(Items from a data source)
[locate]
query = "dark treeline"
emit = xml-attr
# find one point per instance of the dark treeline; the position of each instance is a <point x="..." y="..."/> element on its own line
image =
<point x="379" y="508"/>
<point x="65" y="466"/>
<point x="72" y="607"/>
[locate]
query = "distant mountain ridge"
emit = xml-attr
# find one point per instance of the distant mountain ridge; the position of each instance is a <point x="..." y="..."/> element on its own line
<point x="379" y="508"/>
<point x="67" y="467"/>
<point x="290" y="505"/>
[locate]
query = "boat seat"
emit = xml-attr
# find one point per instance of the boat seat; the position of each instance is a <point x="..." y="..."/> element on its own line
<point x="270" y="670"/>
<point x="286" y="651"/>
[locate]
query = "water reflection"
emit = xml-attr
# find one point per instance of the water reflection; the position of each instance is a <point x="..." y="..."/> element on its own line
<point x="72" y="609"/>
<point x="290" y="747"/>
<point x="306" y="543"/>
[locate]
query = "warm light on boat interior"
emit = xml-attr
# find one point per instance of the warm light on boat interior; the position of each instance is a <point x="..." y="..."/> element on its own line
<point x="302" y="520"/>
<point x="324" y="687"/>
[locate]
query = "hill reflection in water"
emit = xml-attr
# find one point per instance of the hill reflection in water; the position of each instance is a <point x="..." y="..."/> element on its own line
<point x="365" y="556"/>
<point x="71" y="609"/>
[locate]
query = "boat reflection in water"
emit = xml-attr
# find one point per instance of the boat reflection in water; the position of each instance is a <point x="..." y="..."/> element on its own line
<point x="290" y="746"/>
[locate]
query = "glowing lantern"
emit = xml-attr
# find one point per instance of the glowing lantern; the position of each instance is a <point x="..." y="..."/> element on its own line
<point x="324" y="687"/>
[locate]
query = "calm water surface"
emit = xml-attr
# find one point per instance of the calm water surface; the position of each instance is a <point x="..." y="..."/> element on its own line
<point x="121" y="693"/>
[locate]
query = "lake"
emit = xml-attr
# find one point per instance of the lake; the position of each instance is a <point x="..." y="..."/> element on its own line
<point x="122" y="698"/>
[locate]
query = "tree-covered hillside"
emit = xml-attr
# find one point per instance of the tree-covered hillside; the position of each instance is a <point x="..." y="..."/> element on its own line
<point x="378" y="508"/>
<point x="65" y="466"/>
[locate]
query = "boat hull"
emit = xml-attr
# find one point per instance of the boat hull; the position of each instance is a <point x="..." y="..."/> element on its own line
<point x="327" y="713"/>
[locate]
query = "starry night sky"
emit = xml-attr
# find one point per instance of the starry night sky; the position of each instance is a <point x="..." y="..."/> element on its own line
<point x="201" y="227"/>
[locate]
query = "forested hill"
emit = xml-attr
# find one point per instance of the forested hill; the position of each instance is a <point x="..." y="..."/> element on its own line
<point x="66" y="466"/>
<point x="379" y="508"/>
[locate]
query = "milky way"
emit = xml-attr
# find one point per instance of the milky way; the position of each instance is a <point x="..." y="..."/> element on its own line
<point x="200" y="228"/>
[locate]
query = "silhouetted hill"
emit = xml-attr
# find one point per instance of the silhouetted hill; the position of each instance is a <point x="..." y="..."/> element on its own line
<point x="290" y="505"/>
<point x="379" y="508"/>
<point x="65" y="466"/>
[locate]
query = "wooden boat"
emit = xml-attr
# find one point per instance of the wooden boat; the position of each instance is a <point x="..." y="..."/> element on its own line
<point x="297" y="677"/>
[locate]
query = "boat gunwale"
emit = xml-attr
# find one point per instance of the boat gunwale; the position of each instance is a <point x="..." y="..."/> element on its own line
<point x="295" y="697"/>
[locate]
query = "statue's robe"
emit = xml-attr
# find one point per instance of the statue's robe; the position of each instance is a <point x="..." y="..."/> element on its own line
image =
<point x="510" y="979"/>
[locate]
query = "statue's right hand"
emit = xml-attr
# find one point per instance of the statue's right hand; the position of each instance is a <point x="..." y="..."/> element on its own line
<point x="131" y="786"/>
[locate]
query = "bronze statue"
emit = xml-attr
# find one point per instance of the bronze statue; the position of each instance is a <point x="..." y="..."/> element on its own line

Aim: Write out the entries above once more, without altering anything.

Answer:
[locate]
query = "dark treeline"
emit = xml-attr
# find one point per instance of the dark treeline; the position of each instance is a <point x="..." y="..."/> element on its own line
image =
<point x="379" y="508"/>
<point x="65" y="466"/>
<point x="72" y="607"/>
[locate]
query = "distant mountain ridge"
emit = xml-attr
# find one point per instance of the distant mountain ridge; the position of each instance is a <point x="..." y="..."/> element on its own line
<point x="379" y="508"/>
<point x="67" y="467"/>
<point x="290" y="505"/>
[locate]
query = "boat seat"
emit = xml-attr
# find one point per instance of the boat seat; the position of each instance is a <point x="..." y="..."/> element on its own line
<point x="270" y="670"/>
<point x="286" y="651"/>
[locate]
query = "water reflection"
emit = xml-attr
# find one point per instance of the water reflection; the position of each instance is a <point x="..." y="..."/> element on its own line
<point x="72" y="609"/>
<point x="290" y="747"/>
<point x="306" y="543"/>
[locate]
query = "warm light on boat interior"
emit = xml-attr
# find one point per instance of the warm light on boat interior; the position of each instance is a <point x="..." y="..."/> element on its own line
<point x="302" y="520"/>
<point x="324" y="687"/>
[locate]
query = "hill reflection in water"
emit = xml-attr
# find one point per instance of the hill reflection in water; the position of each instance is a <point x="..." y="..."/> element on its own line
<point x="365" y="556"/>
<point x="71" y="609"/>
[locate]
query = "boat reflection in water"
emit = xml-attr
# find one point per instance of the boat reflection in water; the position of each instance is a <point x="..." y="..."/> element on its own line
<point x="290" y="746"/>
[locate]
query = "glowing lantern"
emit = xml-attr
# find one point per instance of the glowing lantern; the position of each instance is a <point x="..." y="..."/> element on its own line
<point x="324" y="687"/>
[locate]
query = "calm water surface"
emit = xml-attr
# find one point per instance of the calm water surface; the position of each instance is a <point x="..." y="..."/> element on its own line
<point x="121" y="693"/>
[locate]
query = "lake"
emit = xml-attr
# find one point per instance of the lake; the position of each instance is a <point x="..." y="..."/> element on its own line
<point x="122" y="698"/>
[locate]
query = "tree-covered hillside"
emit = xml-attr
# find one point per instance of the tree-covered hillside; the position of each instance is a <point x="..." y="..."/> element on its own line
<point x="378" y="508"/>
<point x="65" y="466"/>
[locate]
query = "boat hull"
emit = xml-attr
# find one point per instance of the boat hull; the position of each instance is a <point x="..." y="..."/> element on its own line
<point x="327" y="713"/>
[locate]
query = "starry night sky"
emit = xml-attr
# find one point per instance of the starry night sky; the position of each instance is a <point x="..." y="..."/> element on its own line
<point x="201" y="227"/>
[locate]
query = "forested hill"
emit = xml-attr
# find one point per instance of the forested hill; the position of each instance is a <point x="..." y="..."/> element on its own line
<point x="66" y="466"/>
<point x="379" y="508"/>
[locate]
query = "milky way"
emit = xml-attr
# find one point per instance of the milky way; the position of each instance is a <point x="..." y="..."/> element on its own line
<point x="200" y="228"/>
[locate]
query = "silhouetted hill"
emit = xml-attr
# find one point per instance of the silhouetted hill; the position of each instance is a <point x="..." y="..."/> element on its own line
<point x="290" y="505"/>
<point x="379" y="508"/>
<point x="65" y="466"/>
[locate]
query = "wooden boat"
emit = xml-attr
# find one point per instance of the wooden boat; the position of each instance is a <point x="..." y="..."/> element on its own line
<point x="297" y="677"/>
[locate]
query = "boat gunwale"
emit = xml-attr
# find one point per instance of the boat gunwale; the position of each instance is a <point x="..." y="..."/> element on its own line
<point x="295" y="697"/>
[locate]
query = "statue's robe"
emit = xml-attr
# find one point per instance of the statue's robe; the position of each instance is a <point x="..." y="..."/> element on its own line
image =
<point x="510" y="979"/>
[locate]
query = "statue's right hand"
emit = xml-attr
# find one point per instance of the statue's right hand; the position of each instance is a <point x="..." y="..."/> element on its own line
<point x="131" y="786"/>
[locate]
query = "bronze statue"
emit = xml-attr
# find one point per instance of the bronze statue; the position of each instance is a <point x="..." y="..."/> element on its own line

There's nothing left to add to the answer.